### SHORT TASK:
Please format as a numbered list the lines starting at the one containing "object: dog's hind" and ending after the one containing "[786,573,885,725]", skipping any blank lines. Include both of those lines and nothing else from the rows.

### EXCERPTED RECORDS:
....................

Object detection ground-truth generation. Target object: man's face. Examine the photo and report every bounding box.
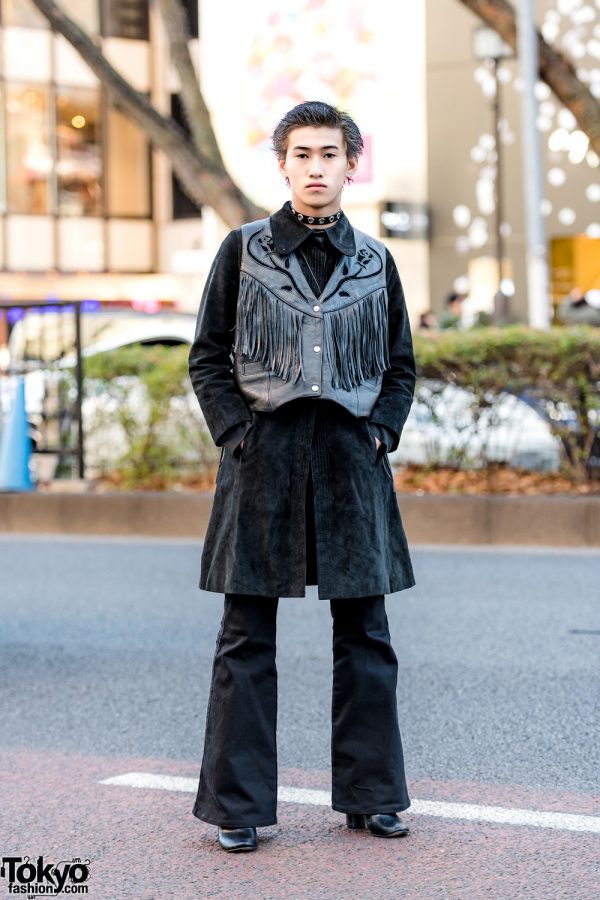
[279,125,357,216]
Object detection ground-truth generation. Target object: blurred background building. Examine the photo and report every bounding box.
[0,0,600,343]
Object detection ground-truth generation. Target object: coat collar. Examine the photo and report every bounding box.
[271,200,356,256]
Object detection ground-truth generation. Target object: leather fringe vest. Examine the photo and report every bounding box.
[234,219,389,416]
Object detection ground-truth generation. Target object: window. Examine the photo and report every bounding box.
[102,0,149,41]
[6,84,52,215]
[106,107,150,216]
[171,94,202,219]
[56,88,102,216]
[2,0,48,28]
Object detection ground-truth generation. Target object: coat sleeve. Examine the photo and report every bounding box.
[188,229,252,447]
[369,250,416,453]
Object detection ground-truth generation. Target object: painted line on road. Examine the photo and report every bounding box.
[100,772,600,834]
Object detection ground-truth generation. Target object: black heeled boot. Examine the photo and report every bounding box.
[346,813,410,837]
[219,827,258,853]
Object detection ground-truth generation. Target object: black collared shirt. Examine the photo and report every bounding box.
[190,201,415,451]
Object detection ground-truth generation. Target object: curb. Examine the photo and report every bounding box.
[0,491,600,547]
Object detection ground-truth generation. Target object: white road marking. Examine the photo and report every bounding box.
[100,772,600,834]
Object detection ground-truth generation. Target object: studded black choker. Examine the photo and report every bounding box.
[290,203,342,225]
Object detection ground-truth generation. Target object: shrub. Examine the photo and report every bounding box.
[84,345,219,488]
[414,325,600,481]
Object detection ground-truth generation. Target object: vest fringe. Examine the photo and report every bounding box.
[234,273,304,384]
[323,290,390,391]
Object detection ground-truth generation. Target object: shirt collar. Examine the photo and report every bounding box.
[271,200,356,256]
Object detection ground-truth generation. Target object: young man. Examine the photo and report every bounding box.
[189,102,415,851]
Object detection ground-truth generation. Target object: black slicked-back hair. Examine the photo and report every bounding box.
[271,100,363,159]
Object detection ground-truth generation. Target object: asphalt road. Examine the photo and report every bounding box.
[0,537,600,900]
[0,538,600,790]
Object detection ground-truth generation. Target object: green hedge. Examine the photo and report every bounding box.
[414,325,600,481]
[85,325,600,487]
[84,345,219,488]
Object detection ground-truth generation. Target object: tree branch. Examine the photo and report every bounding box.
[33,0,266,228]
[459,0,600,155]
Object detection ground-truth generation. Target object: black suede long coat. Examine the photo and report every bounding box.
[189,204,415,598]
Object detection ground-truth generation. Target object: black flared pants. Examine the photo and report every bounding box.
[193,594,410,828]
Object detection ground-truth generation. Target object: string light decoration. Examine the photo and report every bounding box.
[453,0,600,255]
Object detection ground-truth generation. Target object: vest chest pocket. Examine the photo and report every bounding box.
[240,360,267,376]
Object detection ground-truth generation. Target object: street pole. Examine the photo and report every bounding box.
[517,0,550,329]
[492,56,508,322]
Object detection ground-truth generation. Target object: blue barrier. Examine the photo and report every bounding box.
[0,376,35,491]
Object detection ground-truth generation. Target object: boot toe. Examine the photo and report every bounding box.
[219,827,258,853]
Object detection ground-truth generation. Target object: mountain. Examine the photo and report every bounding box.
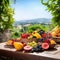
[14,18,51,25]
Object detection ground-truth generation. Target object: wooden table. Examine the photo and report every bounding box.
[0,43,60,60]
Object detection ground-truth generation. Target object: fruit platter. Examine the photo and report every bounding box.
[51,26,60,42]
[6,30,56,52]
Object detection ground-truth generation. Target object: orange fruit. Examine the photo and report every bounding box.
[50,40,56,44]
[14,42,23,50]
[51,32,57,37]
[6,40,13,45]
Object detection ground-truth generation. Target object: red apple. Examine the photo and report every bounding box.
[42,43,49,50]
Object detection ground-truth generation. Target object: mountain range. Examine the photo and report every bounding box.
[14,18,51,25]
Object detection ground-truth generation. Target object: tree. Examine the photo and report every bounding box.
[41,0,60,26]
[0,0,14,32]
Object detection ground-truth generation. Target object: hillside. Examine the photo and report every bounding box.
[15,18,51,25]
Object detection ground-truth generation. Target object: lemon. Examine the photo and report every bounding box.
[14,42,23,50]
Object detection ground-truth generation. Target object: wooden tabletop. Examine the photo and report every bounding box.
[0,42,60,60]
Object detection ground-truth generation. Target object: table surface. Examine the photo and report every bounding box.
[0,42,60,60]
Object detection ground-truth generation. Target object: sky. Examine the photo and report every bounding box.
[13,0,52,20]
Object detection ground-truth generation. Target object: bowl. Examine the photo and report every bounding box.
[52,37,60,42]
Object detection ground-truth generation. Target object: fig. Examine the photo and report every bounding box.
[42,43,49,50]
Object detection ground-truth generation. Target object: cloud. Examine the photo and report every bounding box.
[14,2,52,20]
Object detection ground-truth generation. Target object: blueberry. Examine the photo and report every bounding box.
[39,30,45,35]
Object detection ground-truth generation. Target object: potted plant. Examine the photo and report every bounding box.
[0,0,14,42]
[41,0,60,41]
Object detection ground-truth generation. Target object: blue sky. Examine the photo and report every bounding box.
[13,0,52,20]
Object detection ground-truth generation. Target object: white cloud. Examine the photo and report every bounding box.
[14,1,52,20]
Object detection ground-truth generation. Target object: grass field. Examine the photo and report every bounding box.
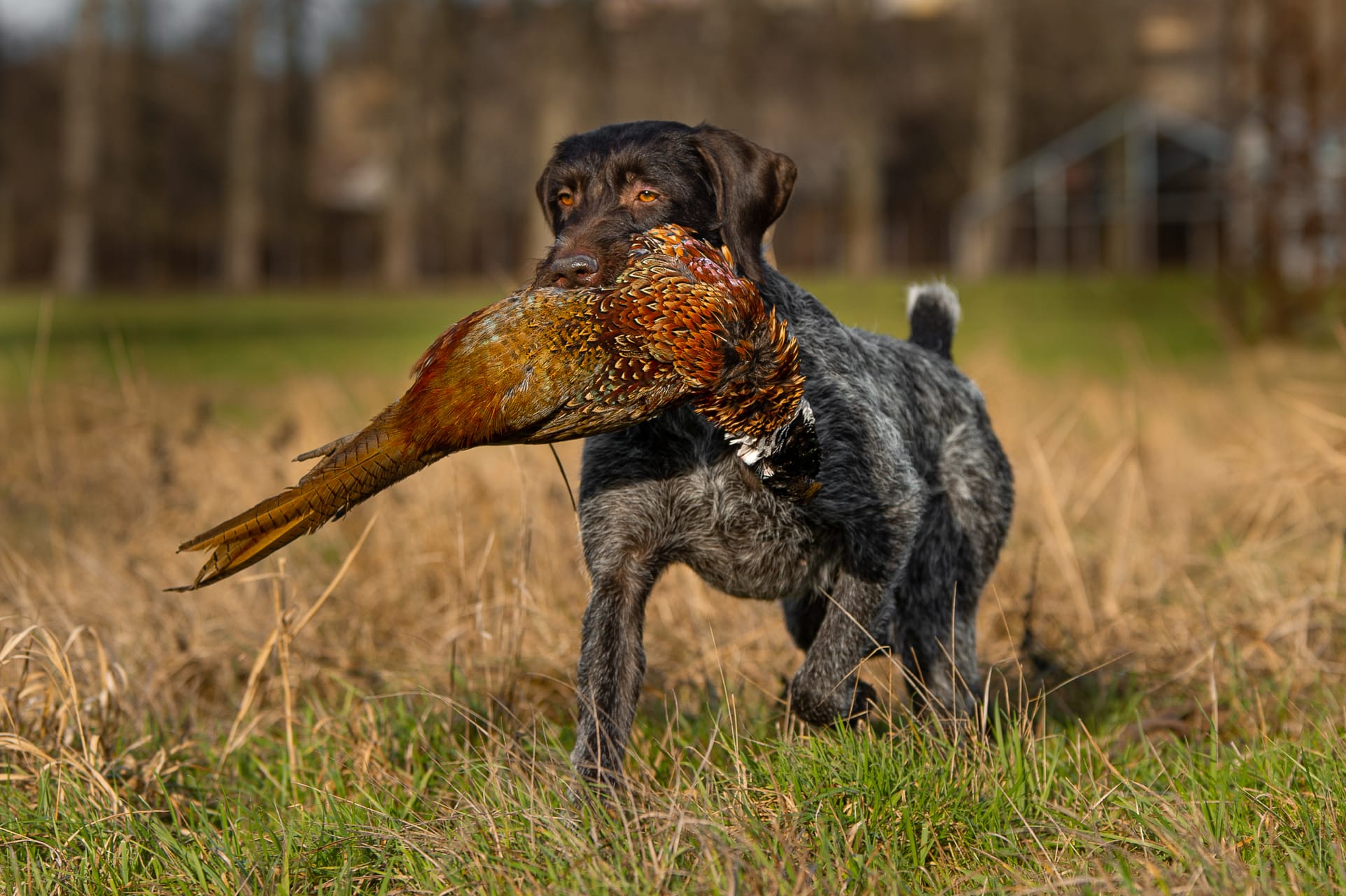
[0,279,1346,895]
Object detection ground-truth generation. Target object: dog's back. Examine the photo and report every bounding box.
[537,122,1014,778]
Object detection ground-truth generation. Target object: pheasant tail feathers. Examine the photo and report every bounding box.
[169,416,428,591]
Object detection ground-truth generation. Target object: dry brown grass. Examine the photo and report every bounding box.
[0,339,1346,736]
[0,333,1346,889]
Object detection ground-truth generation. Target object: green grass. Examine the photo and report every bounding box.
[0,678,1346,896]
[0,276,1219,396]
[0,276,1346,896]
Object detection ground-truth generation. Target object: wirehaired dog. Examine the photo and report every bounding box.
[537,121,1014,782]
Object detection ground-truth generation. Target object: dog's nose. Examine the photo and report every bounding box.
[551,254,598,289]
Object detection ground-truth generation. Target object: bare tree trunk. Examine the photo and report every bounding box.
[836,0,884,276]
[0,24,13,288]
[382,0,427,290]
[276,0,314,279]
[54,0,102,295]
[957,0,1019,277]
[223,0,261,289]
[1224,0,1330,336]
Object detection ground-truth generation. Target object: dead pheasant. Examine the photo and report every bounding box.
[175,225,817,591]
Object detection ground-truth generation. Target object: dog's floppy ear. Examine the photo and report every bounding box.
[692,125,798,281]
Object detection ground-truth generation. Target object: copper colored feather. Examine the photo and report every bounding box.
[175,225,812,591]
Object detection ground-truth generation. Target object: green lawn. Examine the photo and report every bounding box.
[0,678,1346,896]
[0,276,1346,896]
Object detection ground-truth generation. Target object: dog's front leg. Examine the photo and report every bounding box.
[570,557,657,785]
[790,573,884,725]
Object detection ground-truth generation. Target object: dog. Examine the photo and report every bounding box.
[534,121,1014,784]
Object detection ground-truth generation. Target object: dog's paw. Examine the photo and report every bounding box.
[787,676,879,728]
[729,401,822,505]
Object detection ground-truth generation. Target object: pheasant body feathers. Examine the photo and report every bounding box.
[179,225,812,591]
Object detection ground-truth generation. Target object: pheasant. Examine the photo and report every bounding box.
[172,225,818,591]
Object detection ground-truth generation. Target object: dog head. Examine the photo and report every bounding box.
[534,121,795,288]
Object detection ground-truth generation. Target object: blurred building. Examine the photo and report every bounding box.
[0,0,1346,288]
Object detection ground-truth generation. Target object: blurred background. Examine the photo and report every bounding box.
[0,0,1346,332]
[0,8,1346,877]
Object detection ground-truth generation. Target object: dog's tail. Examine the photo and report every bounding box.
[907,283,962,359]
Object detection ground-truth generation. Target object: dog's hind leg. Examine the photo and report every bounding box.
[780,594,828,651]
[570,550,659,784]
[894,499,984,718]
[786,573,885,725]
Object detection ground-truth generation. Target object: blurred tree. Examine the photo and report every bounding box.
[0,23,13,286]
[833,0,884,276]
[102,0,157,283]
[955,0,1019,277]
[267,0,314,279]
[382,0,429,289]
[1221,0,1342,336]
[54,0,102,295]
[222,0,262,289]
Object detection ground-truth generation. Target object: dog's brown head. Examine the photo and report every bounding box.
[534,121,795,288]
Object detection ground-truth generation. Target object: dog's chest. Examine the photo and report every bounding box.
[673,457,827,600]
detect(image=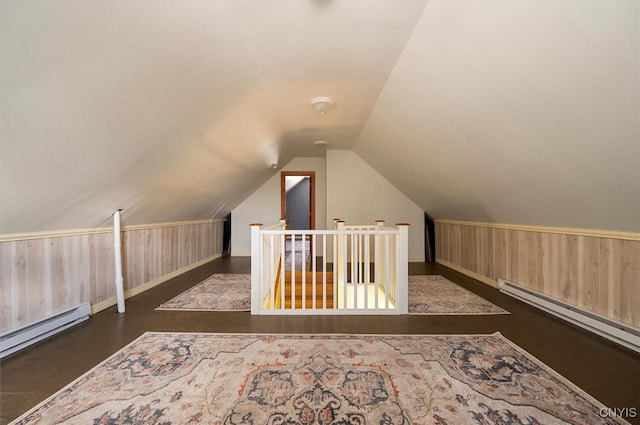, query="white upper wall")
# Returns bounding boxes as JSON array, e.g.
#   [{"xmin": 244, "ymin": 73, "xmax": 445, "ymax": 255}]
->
[
  {"xmin": 354, "ymin": 1, "xmax": 640, "ymax": 232},
  {"xmin": 327, "ymin": 150, "xmax": 424, "ymax": 261},
  {"xmin": 0, "ymin": 0, "xmax": 640, "ymax": 234},
  {"xmin": 0, "ymin": 0, "xmax": 425, "ymax": 234}
]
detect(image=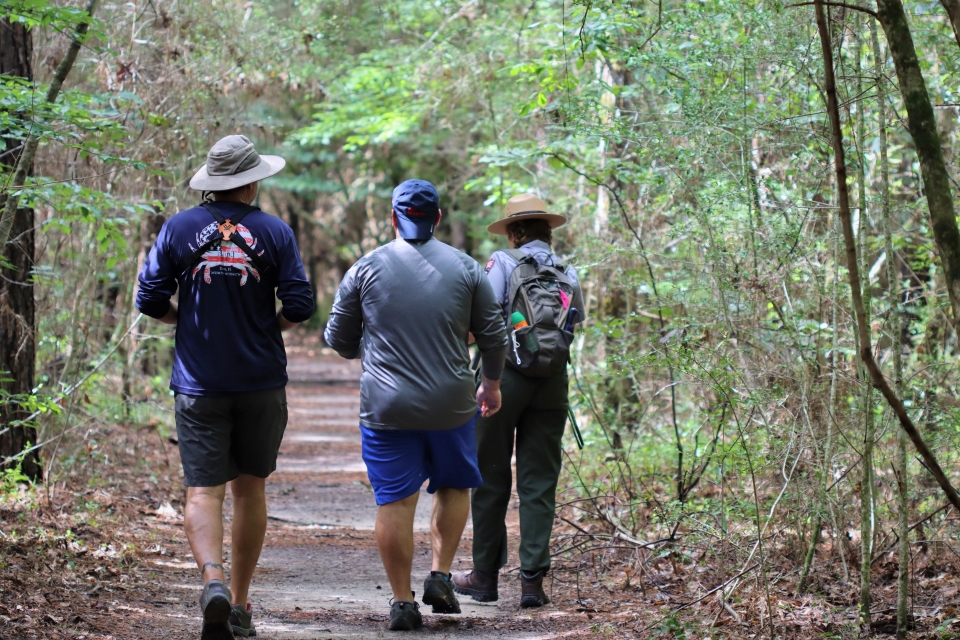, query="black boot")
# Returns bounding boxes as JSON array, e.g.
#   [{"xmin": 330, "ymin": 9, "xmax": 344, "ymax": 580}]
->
[
  {"xmin": 520, "ymin": 569, "xmax": 550, "ymax": 609},
  {"xmin": 453, "ymin": 569, "xmax": 499, "ymax": 602}
]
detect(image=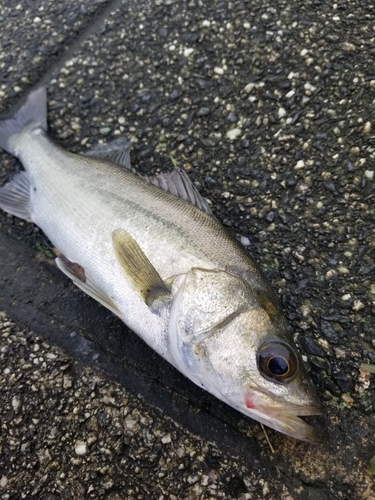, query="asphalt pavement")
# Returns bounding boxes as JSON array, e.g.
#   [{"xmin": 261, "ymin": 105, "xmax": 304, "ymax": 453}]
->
[{"xmin": 0, "ymin": 0, "xmax": 375, "ymax": 500}]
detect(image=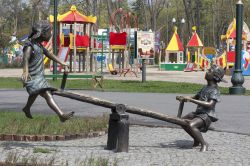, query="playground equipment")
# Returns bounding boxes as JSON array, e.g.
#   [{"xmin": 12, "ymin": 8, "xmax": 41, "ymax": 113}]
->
[
  {"xmin": 50, "ymin": 5, "xmax": 97, "ymax": 72},
  {"xmin": 52, "ymin": 73, "xmax": 188, "ymax": 152},
  {"xmin": 200, "ymin": 47, "xmax": 216, "ymax": 69},
  {"xmin": 186, "ymin": 27, "xmax": 207, "ymax": 70},
  {"xmin": 160, "ymin": 27, "xmax": 186, "ymax": 71},
  {"xmin": 221, "ymin": 18, "xmax": 250, "ymax": 75},
  {"xmin": 109, "ymin": 8, "xmax": 138, "ymax": 72}
]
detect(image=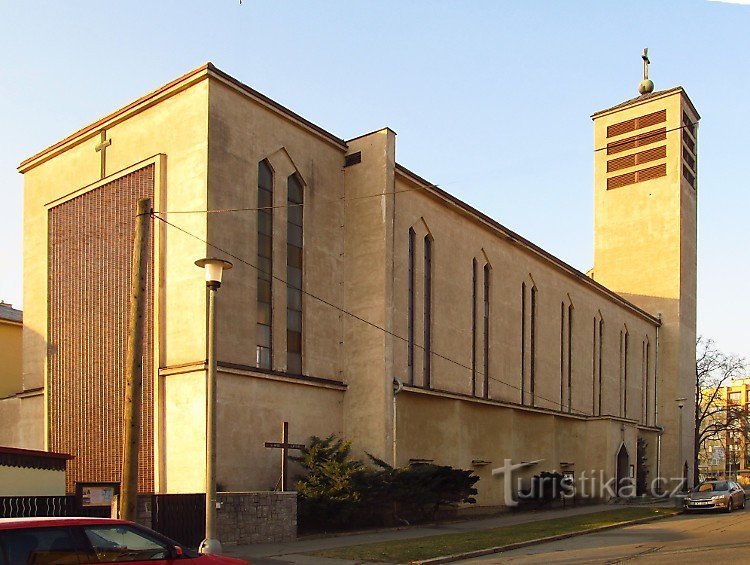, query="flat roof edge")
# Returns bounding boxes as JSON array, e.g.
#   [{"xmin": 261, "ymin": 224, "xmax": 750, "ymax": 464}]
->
[
  {"xmin": 18, "ymin": 62, "xmax": 348, "ymax": 173},
  {"xmin": 591, "ymin": 86, "xmax": 701, "ymax": 120},
  {"xmin": 396, "ymin": 163, "xmax": 661, "ymax": 326}
]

....................

### RESPONSE TO THIS TASK:
1. Object detection ground-truth generation. Target object: dog's hind leg. Examine the photo and report every bounding box.
2. [780,594,828,651]
3. [570,550,659,784]
4. [894,499,984,718]
5. [786,573,885,725]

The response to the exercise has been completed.